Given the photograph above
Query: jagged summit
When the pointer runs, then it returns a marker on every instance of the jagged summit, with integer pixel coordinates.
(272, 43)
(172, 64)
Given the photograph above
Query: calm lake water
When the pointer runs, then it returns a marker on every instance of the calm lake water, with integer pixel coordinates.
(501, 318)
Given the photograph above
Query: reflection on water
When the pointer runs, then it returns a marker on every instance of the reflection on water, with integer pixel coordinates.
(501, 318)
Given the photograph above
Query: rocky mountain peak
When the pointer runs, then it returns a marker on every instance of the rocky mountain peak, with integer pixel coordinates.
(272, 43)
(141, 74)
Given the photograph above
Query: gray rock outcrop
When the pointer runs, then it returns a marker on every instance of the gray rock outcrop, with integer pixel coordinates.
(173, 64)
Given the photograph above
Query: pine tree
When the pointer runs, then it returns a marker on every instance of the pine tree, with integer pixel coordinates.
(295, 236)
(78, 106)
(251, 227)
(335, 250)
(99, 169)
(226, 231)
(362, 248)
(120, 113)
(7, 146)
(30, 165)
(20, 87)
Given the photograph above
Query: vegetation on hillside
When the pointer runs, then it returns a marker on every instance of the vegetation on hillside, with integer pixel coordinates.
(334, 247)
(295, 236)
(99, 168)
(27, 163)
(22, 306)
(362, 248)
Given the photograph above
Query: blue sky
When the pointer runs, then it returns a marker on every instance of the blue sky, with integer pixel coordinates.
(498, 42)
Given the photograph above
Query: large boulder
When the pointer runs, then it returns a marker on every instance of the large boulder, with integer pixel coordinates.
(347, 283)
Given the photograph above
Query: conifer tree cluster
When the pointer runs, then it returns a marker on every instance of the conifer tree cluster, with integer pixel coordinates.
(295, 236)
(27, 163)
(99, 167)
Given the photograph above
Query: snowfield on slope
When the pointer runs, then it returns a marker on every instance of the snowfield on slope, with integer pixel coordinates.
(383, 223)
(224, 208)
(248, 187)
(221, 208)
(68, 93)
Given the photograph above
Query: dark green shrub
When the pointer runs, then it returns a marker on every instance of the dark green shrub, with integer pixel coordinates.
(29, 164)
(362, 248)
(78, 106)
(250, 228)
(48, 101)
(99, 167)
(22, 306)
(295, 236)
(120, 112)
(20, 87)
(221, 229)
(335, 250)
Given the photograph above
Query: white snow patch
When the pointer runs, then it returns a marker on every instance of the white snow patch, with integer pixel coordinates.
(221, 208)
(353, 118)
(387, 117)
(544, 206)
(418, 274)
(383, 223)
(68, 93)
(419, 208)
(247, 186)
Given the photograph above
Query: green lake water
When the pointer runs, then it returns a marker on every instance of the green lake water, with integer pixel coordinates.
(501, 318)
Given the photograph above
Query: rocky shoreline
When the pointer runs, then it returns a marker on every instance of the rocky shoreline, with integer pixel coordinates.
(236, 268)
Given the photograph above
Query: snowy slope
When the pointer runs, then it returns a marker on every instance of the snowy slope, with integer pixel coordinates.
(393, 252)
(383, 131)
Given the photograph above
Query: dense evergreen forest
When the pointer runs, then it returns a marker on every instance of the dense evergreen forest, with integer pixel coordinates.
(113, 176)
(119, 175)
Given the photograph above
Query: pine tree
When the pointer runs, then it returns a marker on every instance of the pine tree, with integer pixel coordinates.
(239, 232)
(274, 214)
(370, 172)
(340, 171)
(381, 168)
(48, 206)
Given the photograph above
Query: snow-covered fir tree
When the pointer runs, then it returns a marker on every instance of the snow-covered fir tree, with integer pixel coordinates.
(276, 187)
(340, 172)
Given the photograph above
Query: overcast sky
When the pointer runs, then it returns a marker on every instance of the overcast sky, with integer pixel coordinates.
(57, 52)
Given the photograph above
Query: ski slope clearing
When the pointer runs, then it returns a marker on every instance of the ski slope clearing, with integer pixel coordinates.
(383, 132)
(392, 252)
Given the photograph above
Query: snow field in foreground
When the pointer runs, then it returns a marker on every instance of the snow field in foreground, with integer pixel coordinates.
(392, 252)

· · · · · · ·

▸ **Exercise instructions**: All lines in the listing above between the line with "Query: reflection on water" and the line with "Query: gray rock outcrop", inclusive, should be set down exactly, and no line outside that range.

▸ **Written answer**:
Query: reflection on water
When the pointer runs, then it returns a marker on every instance of the reflection on water, with integer pixel coordinates.
(501, 318)
Given the photograph above
Query: rocky mountain peak
When the pointer runs, then it returns a marker on every instance of the rocky mountain peak, with integer pixel coordinates.
(272, 43)
(141, 74)
Given the photograph above
Query: gray rock outcrop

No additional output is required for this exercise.